Set problem - Retype the stretch of the forum thread below about toy truck wheel tread from "## willyb (Nov" through "to do this?".

Text shown -
:::::

# Need Info for making tread on toy truck wheels



## willyb (Nov 10, 2009)

Hi All, I'm new here. I was searching for info about making tread design for toy trucks wheels. My grandson ask me to make him a Big Foot Truck. I've got the truck all done but I'm trying to figure out how to make the tread design for the 3 inch wheels. I've got the wheels cut out, just need some type of jig to put the tread on the wheels. I'm going to glue 2 3/4inch wheels together. Does anyone have any ideas how to do this? 
Also what is "tags" Might be a dumb question but I have no idea what it is.
Thanks in Advance.


----------



## WayneC (Mar 8, 2007)

The Tags are used to help users search on the site. they allow for common terms to be used to find things. Some others I might suggest are toy, truck, wheel. Sorry that I'm of little to no help on your tread question.


----------



## grizzman (May 10, 2009)

:::::

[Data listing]
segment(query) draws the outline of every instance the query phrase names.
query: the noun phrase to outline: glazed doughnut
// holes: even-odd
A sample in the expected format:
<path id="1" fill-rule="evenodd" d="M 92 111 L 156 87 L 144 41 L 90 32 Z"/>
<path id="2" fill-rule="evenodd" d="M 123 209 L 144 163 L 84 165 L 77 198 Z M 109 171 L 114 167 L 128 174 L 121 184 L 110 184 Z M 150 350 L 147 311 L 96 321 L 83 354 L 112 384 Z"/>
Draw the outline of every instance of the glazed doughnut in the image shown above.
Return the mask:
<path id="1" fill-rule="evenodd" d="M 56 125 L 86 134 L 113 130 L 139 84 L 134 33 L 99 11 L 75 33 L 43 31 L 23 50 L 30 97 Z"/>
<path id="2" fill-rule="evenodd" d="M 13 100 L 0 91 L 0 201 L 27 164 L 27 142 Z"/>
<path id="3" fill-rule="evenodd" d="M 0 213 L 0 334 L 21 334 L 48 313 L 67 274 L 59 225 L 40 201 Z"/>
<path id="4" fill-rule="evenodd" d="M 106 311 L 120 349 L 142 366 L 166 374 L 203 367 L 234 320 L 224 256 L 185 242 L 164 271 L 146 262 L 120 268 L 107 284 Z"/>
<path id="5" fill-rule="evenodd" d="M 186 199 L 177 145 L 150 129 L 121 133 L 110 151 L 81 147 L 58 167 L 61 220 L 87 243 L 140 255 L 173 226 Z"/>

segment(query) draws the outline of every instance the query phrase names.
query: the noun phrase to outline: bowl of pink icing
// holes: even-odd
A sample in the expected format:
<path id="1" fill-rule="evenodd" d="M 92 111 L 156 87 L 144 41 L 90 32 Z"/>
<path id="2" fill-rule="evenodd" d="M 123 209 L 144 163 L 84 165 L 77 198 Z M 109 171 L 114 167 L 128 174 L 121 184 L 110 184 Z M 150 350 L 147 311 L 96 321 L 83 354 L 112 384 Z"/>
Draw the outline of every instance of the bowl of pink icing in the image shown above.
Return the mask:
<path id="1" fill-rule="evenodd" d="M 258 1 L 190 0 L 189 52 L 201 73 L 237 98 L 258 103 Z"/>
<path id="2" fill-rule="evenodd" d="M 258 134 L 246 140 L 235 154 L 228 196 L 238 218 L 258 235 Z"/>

:::::

Full answer -
## willyb (Nov 10, 2009)

Hi All, I'm new here. I was searching for info about making tread design for toy trucks wheels. My grandson ask me to make him a Big Foot Truck. I've got the truck all done but I'm trying to figure out how to make the tread design for the 3 inch wheels. I've got the wheels cut out, just need some type of jig to put the tread on the wheels. I'm going to glue 2 3/4inch wheels together. Does anyone have any ideas how to do this?